Reproduce every item below with "occurrence" in place of each "instance", leaving everything else as it stands. Omit the pictures.
--------------------------------------------------
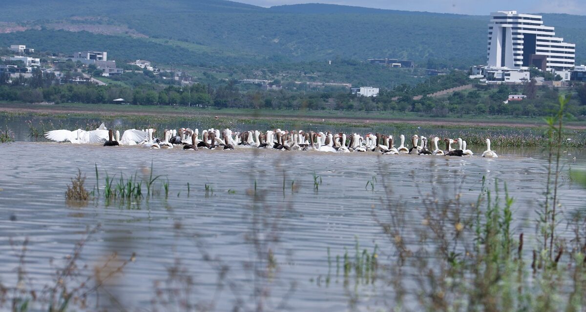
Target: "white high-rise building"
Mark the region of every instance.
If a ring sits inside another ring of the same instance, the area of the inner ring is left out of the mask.
[[[499,11],[488,25],[489,67],[541,70],[571,69],[576,45],[556,37],[553,27],[543,25],[540,15]]]

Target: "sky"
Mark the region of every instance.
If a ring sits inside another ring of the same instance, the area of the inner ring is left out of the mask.
[[[491,12],[586,15],[586,0],[234,0],[261,6],[319,2],[379,9],[488,15]]]

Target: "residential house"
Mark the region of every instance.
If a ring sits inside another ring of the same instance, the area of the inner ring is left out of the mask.
[[[13,56],[10,58],[11,61],[21,61],[25,63],[26,67],[40,66],[40,59],[28,57],[27,56]]]

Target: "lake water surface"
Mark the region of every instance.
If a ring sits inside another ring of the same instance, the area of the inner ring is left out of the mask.
[[[50,259],[59,263],[70,255],[86,229],[99,224],[81,259],[91,267],[112,251],[121,258],[136,253],[135,262],[110,286],[112,296],[130,310],[151,307],[159,297],[154,290],[156,281],[162,281],[163,288],[179,286],[164,283],[177,261],[186,270],[182,275],[193,277],[190,301],[214,301],[220,310],[243,304],[254,309],[254,298],[261,297],[255,285],[268,292],[263,301],[268,310],[385,307],[389,303],[384,282],[345,287],[343,279],[332,272],[336,265],[332,269],[328,261],[328,248],[333,258],[343,255],[345,248],[353,250],[356,241],[369,251],[377,245],[379,260],[392,260],[388,238],[373,217],[381,200],[416,207],[422,196],[435,190],[461,192],[464,200],[472,202],[484,176],[491,185],[495,179],[506,182],[516,201],[516,228],[530,235],[535,232],[533,221],[546,172],[543,152],[503,150],[497,159],[483,159],[477,156],[481,150],[474,152],[472,157],[447,159],[251,149],[189,152],[49,142],[0,145],[0,280],[15,284],[19,260],[15,246],[28,238],[26,268],[31,283],[50,282],[54,271]],[[565,151],[563,158],[566,166],[574,167],[584,160],[580,150]],[[122,204],[100,197],[87,207],[66,204],[64,192],[78,169],[91,190],[96,185],[94,166],[103,184],[106,173],[147,177],[151,163],[154,174],[162,177],[155,183],[156,196],[149,201]],[[314,174],[322,181],[317,190]],[[373,176],[373,187],[368,181]],[[168,180],[165,198],[161,183]],[[391,192],[385,191],[383,182]],[[255,191],[262,196],[254,196]],[[586,191],[579,186],[568,181],[560,191],[565,212],[584,208]],[[265,263],[257,252],[269,249],[275,268],[271,276],[260,280],[251,263]],[[230,269],[221,290],[218,265]],[[326,285],[329,270],[332,277]],[[284,299],[284,305],[279,306]]]
[[[38,125],[42,121],[59,122],[44,118],[33,122]],[[103,299],[102,304],[111,310],[151,310],[157,306],[189,310],[173,301],[180,298],[199,304],[200,310],[239,306],[254,310],[261,303],[266,310],[387,310],[393,302],[386,281],[346,284],[335,260],[346,251],[353,255],[356,242],[360,250],[372,252],[376,246],[382,264],[396,260],[392,244],[375,217],[384,215],[380,210],[385,203],[413,207],[415,212],[405,222],[418,225],[421,220],[417,211],[427,194],[436,192],[452,198],[461,194],[461,200],[473,203],[484,176],[491,189],[495,181],[501,186],[506,183],[515,199],[516,231],[530,237],[536,232],[536,210],[543,198],[547,173],[547,156],[540,149],[499,149],[498,159],[486,159],[479,157],[481,148],[472,148],[475,156],[461,158],[247,148],[192,152],[104,148],[32,142],[25,121],[22,117],[0,120],[17,140],[0,144],[0,283],[17,284],[19,248],[27,238],[24,263],[28,284],[38,289],[54,282],[56,267],[72,254],[88,228],[99,225],[81,253],[80,262],[88,266],[84,272],[91,274],[91,268],[113,252],[121,259],[136,254],[135,261],[101,294],[109,298]],[[61,126],[74,129],[80,123],[93,125],[98,121],[65,119]],[[121,129],[139,126],[124,119],[115,124]],[[233,128],[265,129],[269,124]],[[169,125],[175,126],[180,125]],[[304,125],[303,128],[307,127],[330,128]],[[422,133],[437,130],[421,129]],[[503,131],[510,130],[495,129],[487,135]],[[584,167],[583,152],[564,151],[564,172],[570,167]],[[114,184],[121,175],[135,175],[144,181],[151,166],[152,173],[161,176],[152,198],[124,203],[104,199],[107,174],[114,177]],[[83,207],[69,205],[64,198],[78,169],[96,197]],[[560,190],[563,216],[583,210],[586,196],[567,176],[563,175]],[[179,273],[173,270],[176,268],[181,269]],[[219,279],[219,273],[226,269]],[[192,280],[180,278],[186,277]],[[173,299],[162,304],[165,301],[162,293],[169,290],[176,291]]]

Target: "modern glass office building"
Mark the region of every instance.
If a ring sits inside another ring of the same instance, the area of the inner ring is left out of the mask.
[[[574,66],[575,44],[556,37],[540,15],[499,11],[488,25],[488,64],[492,67],[568,70]]]

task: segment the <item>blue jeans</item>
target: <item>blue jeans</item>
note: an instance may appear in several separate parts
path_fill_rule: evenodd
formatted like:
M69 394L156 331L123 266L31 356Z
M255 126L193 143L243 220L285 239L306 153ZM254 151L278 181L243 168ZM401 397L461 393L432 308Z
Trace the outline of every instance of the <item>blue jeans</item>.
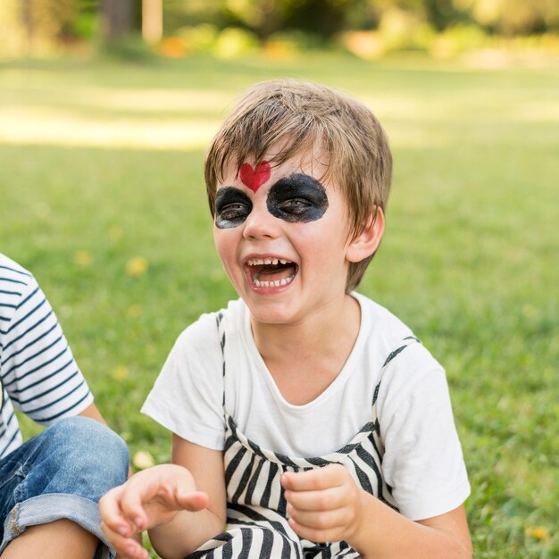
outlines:
M86 417L60 420L0 460L0 554L28 527L69 519L114 557L100 529L99 499L128 478L124 441Z

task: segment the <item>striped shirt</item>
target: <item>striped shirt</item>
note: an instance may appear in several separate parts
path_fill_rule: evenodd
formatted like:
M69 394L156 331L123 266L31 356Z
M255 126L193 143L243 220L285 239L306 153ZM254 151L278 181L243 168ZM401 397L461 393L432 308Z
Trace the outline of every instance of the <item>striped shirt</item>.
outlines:
M56 315L35 278L0 254L0 458L22 437L13 406L42 425L93 402Z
--------------------------------------------------
_Exercise solution_
Target: "white high-rise building"
Mark the region of every occurrence.
If a ring sits inside another ring of the same occurrence, the area of the inner ring is left out of the mask.
[[[499,11],[488,25],[489,67],[541,70],[571,69],[576,45],[556,37],[553,27],[543,25],[540,15]]]

Target: "sky"
Mark the region of every occurrence.
If a ring sits inside another ring of the same occurrence, the area of the inner ring is left out of the mask.
[[[491,12],[586,15],[586,0],[234,0],[261,6],[319,2],[379,9],[488,15]]]

Target: "residential house"
Mark the region of every occurrence.
If a ring sits inside another ring of the same occurrence, the area of the inner ring is left out of the mask.
[[[13,56],[10,58],[11,61],[21,61],[25,63],[26,67],[40,66],[40,59],[28,57],[27,56]]]

Target: "lake water surface"
Mark the region of every occurrence.
If a ring sits inside another ring of the same occurrence, the area of the inner ring is left out of the mask.
[[[50,259],[59,263],[70,255],[86,229],[99,224],[81,259],[91,267],[112,251],[121,258],[136,253],[135,262],[110,286],[112,296],[130,310],[151,307],[159,297],[154,290],[156,281],[162,281],[163,288],[179,286],[164,283],[177,261],[186,270],[182,275],[193,277],[190,301],[214,301],[220,310],[243,304],[254,309],[254,298],[261,297],[255,285],[268,292],[263,301],[268,310],[385,307],[389,303],[384,282],[345,287],[343,279],[332,272],[336,265],[332,269],[328,261],[328,248],[333,258],[343,255],[345,248],[353,250],[356,241],[369,251],[377,245],[379,260],[392,260],[388,238],[373,217],[381,200],[416,207],[422,196],[435,190],[461,192],[464,200],[472,202],[484,176],[491,185],[495,179],[506,182],[516,201],[516,228],[530,235],[535,232],[533,221],[546,172],[543,152],[503,150],[497,159],[483,159],[477,156],[481,150],[474,152],[472,157],[447,159],[251,149],[189,152],[49,142],[0,145],[0,280],[15,284],[19,260],[15,246],[28,238],[26,268],[31,283],[50,282],[54,271]],[[565,151],[563,158],[566,166],[574,167],[584,160],[580,150]],[[122,204],[100,197],[87,207],[66,204],[64,192],[78,169],[91,190],[96,185],[94,166],[103,184],[106,173],[147,177],[151,163],[154,174],[162,177],[155,183],[156,196],[149,201]],[[314,174],[322,181],[317,190]],[[373,176],[373,187],[368,181]],[[168,180],[165,198],[161,183]],[[391,192],[385,191],[383,182]],[[255,191],[262,196],[254,196]],[[586,191],[579,186],[568,181],[560,191],[565,212],[584,208]],[[265,263],[257,252],[269,249],[275,268],[271,276],[260,280],[251,263]],[[230,269],[221,290],[218,265]],[[326,285],[329,270],[332,277]],[[284,299],[284,305],[279,306]]]
[[[38,125],[42,121],[59,122],[44,118],[33,122]],[[103,299],[102,304],[111,310],[151,310],[157,306],[189,310],[173,301],[180,298],[199,304],[200,310],[239,306],[254,310],[261,303],[266,310],[387,310],[393,302],[386,281],[346,284],[335,260],[346,251],[353,255],[356,242],[360,250],[372,252],[376,246],[382,264],[396,260],[392,244],[375,217],[384,215],[380,210],[385,203],[413,207],[415,212],[405,222],[418,225],[421,220],[417,211],[427,194],[436,192],[452,198],[461,194],[461,200],[473,203],[484,176],[491,189],[495,181],[501,186],[506,183],[515,199],[516,231],[530,237],[536,232],[536,210],[543,198],[547,173],[547,156],[540,149],[499,149],[498,159],[486,159],[479,157],[481,148],[472,148],[475,156],[461,158],[247,148],[192,152],[104,148],[32,142],[25,121],[22,117],[0,120],[17,140],[0,144],[0,283],[17,284],[19,248],[27,238],[24,263],[28,284],[38,289],[54,282],[56,267],[72,254],[88,228],[99,225],[81,253],[80,262],[88,266],[84,272],[91,274],[91,268],[113,252],[121,259],[136,254],[135,261],[101,294],[109,298]],[[61,126],[74,129],[80,123],[93,125],[98,121],[65,119]],[[121,129],[139,126],[124,119],[115,124]],[[233,128],[265,129],[269,124]],[[169,125],[175,126],[180,125]],[[304,125],[303,128],[307,127],[330,128]],[[422,133],[437,130],[421,129]],[[503,131],[510,130],[495,129],[487,135]],[[584,167],[583,152],[564,151],[564,172],[570,167]],[[114,184],[121,175],[135,175],[144,181],[151,166],[152,173],[161,176],[152,198],[124,203],[104,199],[107,174],[114,177]],[[83,207],[69,205],[64,198],[78,169],[96,197]],[[560,190],[563,216],[583,210],[586,196],[567,176],[563,175]],[[179,273],[173,270],[176,268],[181,269]],[[219,279],[219,273],[226,269]],[[192,280],[180,278],[186,277]],[[173,299],[162,304],[165,301],[162,293],[169,290],[176,291]]]

Target: "modern glass office building"
Mark the region of every occurrence.
If a ring sits inside another ring of the same occurrence, the area of the inner ring is left out of the mask.
[[[574,66],[575,44],[556,37],[540,15],[499,11],[488,25],[488,64],[492,67],[568,70]]]

task: segment the <item>blue jeans</item>
target: <item>blue jeans</item>
note: an occurrence may appear in several separate parts
path_fill_rule: evenodd
formatted like:
M69 394L156 331L123 266L31 356Z
M255 126L193 143L243 220L285 239L306 153ZM254 151L278 181L243 168ZM401 397L461 393L432 308Z
Trace the outline of every occurrence of the <item>blue jeans</item>.
outlines:
M86 417L60 420L0 460L0 554L28 527L69 519L114 557L100 529L99 499L128 478L124 441Z

task: segment the <item>striped shirt</item>
target: <item>striped shirt</item>
note: an occurrence may appear in several separate parts
path_fill_rule: evenodd
formatted like:
M69 394L156 331L123 266L31 356Z
M255 126L193 143L243 220L285 239L306 153ZM254 151L278 181L243 168ZM401 397L461 393L432 308Z
Trace the outline of every occurrence of the <item>striped shirt</item>.
outlines:
M56 315L35 278L0 254L0 458L22 437L13 406L42 425L93 402Z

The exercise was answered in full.